**WORK TO COMPLETE**
Rewrite these rows as a numbered list, leaving out any blank lines.

[Dataset records on where objects are]
<<<<

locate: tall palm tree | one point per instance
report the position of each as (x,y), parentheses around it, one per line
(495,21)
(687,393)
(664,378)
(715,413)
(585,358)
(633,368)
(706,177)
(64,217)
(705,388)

>>>>

**IN RESPONSE**
1. locate: tall palm tree | one point per instance
2. report the position of each as (x,y), parentheses around it, one per line
3. (495,21)
4. (687,393)
5. (664,378)
6. (715,413)
7. (585,358)
8. (633,368)
9. (706,177)
10. (64,217)
11. (705,388)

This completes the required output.